### [To do]
Exactly the lines from the one containing "Can you spot the forest" through the final line of the data below, with pictures omitted, make up the answer.

Top of Material for this exercise

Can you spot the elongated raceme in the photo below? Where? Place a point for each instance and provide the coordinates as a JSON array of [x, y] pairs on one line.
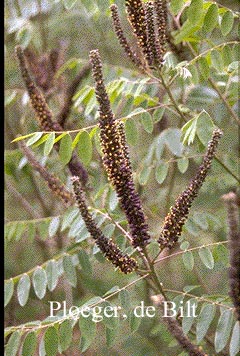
[[116, 161], [151, 34], [53, 182], [45, 116], [137, 18], [174, 221], [122, 38], [41, 108], [162, 25], [110, 250], [234, 249]]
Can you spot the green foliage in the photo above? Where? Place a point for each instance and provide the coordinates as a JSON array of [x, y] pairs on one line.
[[169, 117]]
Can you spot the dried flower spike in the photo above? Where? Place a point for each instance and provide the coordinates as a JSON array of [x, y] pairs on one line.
[[110, 250], [137, 19], [116, 161], [122, 39], [162, 19], [234, 248], [151, 32], [53, 182], [174, 221], [45, 116], [41, 108]]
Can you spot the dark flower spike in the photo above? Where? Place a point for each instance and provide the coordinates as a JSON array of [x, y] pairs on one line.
[[41, 108], [122, 39], [116, 161], [151, 34], [174, 221], [162, 19], [110, 250], [45, 115], [137, 19], [234, 248], [124, 148], [53, 182]]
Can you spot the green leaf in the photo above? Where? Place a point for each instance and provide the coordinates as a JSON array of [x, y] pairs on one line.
[[59, 137], [84, 147], [204, 320], [134, 322], [158, 114], [189, 131], [227, 23], [112, 290], [221, 254], [111, 335], [13, 344], [125, 300], [65, 149], [188, 260], [88, 331], [113, 200], [234, 347], [188, 315], [184, 245], [41, 141], [29, 344], [52, 275], [176, 6], [144, 175], [8, 291], [217, 61], [35, 137], [85, 262], [70, 270], [51, 341], [69, 217], [76, 139], [206, 256], [223, 330], [68, 4], [204, 67], [131, 132], [109, 230], [23, 289], [147, 122], [39, 280], [53, 226], [109, 320], [172, 138], [195, 11], [161, 172], [227, 55], [24, 36], [182, 164], [205, 127], [49, 144], [9, 98], [65, 335], [210, 19]]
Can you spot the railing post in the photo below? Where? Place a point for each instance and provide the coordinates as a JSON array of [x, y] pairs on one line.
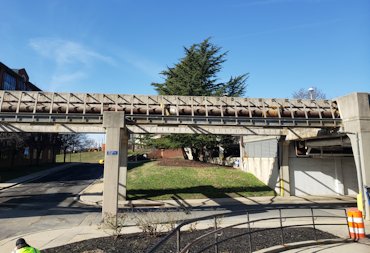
[[313, 224], [216, 236], [281, 228], [249, 235]]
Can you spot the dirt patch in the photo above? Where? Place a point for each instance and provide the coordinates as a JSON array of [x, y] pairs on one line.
[[240, 243], [187, 163]]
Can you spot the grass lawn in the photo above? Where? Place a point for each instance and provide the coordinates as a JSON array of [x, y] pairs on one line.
[[151, 181]]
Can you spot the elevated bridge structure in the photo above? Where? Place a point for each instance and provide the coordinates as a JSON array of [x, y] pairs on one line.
[[83, 112], [118, 115]]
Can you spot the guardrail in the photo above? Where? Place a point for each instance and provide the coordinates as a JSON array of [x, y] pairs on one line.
[[218, 230]]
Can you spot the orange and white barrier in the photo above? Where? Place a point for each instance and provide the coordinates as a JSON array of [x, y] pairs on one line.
[[356, 224]]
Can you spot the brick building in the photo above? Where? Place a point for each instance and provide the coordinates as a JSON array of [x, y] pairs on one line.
[[19, 149]]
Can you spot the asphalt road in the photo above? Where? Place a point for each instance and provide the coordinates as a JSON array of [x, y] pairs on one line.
[[49, 202]]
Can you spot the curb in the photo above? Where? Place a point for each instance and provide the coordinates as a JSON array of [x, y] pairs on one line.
[[297, 245]]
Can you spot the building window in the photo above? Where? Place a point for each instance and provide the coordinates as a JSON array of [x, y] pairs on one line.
[[9, 82], [21, 85]]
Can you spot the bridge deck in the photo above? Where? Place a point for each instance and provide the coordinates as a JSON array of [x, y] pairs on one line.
[[85, 108]]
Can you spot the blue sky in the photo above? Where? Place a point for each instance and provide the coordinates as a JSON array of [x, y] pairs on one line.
[[118, 46]]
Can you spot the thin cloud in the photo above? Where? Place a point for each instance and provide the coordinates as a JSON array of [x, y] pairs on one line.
[[284, 29], [66, 52], [270, 2], [73, 61]]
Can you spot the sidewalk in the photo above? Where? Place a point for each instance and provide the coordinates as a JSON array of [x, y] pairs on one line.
[[92, 195]]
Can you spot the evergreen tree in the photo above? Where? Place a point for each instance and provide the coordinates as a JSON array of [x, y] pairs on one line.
[[196, 75]]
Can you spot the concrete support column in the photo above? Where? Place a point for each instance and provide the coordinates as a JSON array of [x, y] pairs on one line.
[[241, 151], [113, 122], [355, 113], [122, 182], [285, 187], [339, 186]]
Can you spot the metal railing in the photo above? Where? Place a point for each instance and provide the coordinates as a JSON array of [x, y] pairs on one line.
[[217, 230]]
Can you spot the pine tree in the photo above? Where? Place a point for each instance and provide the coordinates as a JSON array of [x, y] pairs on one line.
[[196, 75]]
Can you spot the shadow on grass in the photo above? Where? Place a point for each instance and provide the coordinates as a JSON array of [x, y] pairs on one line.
[[208, 191]]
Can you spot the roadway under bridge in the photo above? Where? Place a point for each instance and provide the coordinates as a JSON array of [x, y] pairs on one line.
[[119, 115]]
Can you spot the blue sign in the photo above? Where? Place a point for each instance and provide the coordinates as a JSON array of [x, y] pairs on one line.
[[112, 152]]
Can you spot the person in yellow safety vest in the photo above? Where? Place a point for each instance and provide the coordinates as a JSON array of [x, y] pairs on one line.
[[22, 247]]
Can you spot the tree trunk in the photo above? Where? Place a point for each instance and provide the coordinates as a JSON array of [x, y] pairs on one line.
[[195, 153], [64, 155], [184, 153]]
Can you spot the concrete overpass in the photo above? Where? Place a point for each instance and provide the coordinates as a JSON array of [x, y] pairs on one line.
[[118, 115]]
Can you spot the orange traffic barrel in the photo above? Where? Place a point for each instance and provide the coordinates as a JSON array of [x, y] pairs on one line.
[[355, 224]]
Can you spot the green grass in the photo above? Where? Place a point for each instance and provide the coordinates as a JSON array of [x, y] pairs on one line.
[[83, 157], [151, 181]]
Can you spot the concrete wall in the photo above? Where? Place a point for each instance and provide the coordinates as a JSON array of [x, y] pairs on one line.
[[323, 176], [308, 175], [260, 157]]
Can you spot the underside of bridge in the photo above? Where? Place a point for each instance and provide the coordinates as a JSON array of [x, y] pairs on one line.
[[120, 115]]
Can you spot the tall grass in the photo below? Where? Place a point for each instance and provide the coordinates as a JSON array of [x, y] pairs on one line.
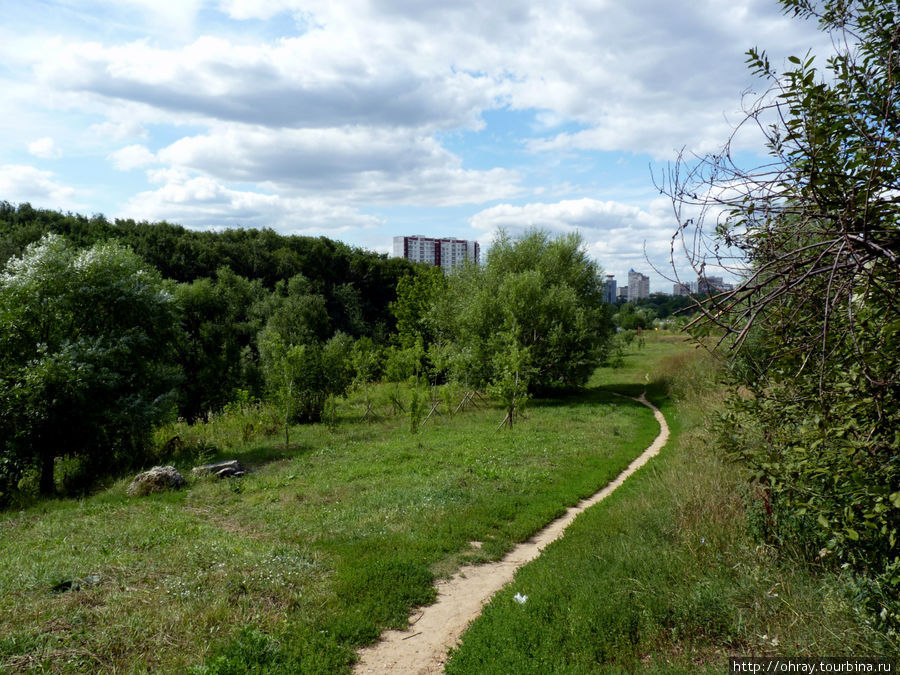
[[321, 547], [665, 575]]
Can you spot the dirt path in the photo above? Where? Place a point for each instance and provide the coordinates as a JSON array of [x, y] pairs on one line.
[[434, 629]]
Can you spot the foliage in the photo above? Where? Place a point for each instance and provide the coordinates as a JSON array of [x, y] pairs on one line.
[[301, 377], [542, 294], [220, 327], [662, 576], [85, 346], [357, 286], [816, 321], [324, 545]]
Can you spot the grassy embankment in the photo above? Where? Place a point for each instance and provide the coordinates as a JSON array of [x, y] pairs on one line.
[[664, 576], [324, 545]]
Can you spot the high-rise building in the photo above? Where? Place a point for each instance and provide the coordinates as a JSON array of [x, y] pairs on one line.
[[638, 286], [609, 289], [706, 285], [446, 253]]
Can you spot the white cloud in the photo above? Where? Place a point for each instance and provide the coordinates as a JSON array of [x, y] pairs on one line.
[[131, 157], [45, 148], [385, 166], [117, 131], [201, 202], [316, 80], [620, 236], [23, 183]]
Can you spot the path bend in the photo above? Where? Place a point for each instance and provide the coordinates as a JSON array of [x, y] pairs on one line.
[[433, 630]]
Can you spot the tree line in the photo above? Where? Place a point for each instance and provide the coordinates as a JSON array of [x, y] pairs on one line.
[[107, 329], [812, 333]]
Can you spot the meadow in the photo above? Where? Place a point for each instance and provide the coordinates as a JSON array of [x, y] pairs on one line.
[[669, 574], [322, 546]]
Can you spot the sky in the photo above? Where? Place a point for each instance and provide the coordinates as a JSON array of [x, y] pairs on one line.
[[360, 120]]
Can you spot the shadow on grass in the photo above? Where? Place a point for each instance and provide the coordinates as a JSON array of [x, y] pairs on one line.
[[260, 453]]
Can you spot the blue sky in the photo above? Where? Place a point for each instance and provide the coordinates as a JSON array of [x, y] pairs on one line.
[[362, 120]]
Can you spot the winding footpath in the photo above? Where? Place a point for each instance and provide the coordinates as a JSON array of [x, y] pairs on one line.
[[434, 629]]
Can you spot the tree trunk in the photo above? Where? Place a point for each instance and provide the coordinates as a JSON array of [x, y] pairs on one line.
[[47, 485]]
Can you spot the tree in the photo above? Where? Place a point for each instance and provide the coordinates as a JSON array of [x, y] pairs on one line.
[[815, 323], [545, 294], [85, 351]]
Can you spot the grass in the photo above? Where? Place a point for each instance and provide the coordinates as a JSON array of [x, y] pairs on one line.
[[324, 545], [663, 576]]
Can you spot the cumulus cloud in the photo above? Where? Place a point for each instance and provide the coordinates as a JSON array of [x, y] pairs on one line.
[[200, 202], [23, 183], [618, 235], [45, 148], [360, 164], [131, 157], [316, 80], [117, 131]]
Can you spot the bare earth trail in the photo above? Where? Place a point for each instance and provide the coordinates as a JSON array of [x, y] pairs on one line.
[[422, 648]]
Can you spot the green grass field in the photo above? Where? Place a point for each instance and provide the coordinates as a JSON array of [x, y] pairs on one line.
[[322, 547], [663, 576]]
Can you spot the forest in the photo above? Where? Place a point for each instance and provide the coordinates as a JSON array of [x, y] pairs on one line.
[[781, 499], [109, 329]]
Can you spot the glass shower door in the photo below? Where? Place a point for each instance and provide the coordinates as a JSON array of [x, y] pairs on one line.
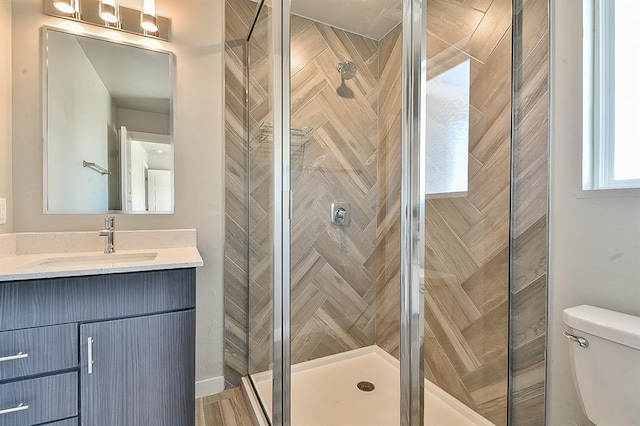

Bottom of Material for this exercise

### [Your response]
Can you spot the forest in the photo above? Where? Place a point for each instance and provide the coordinates as a JSON array of [x, y] pairs on one line.
[[781, 499], [109, 329]]
Can you spot the glass shower door in the photo below? Where? Place a point for each instance and provide the coordinates as a JSON array of [x, y] pairs on one line.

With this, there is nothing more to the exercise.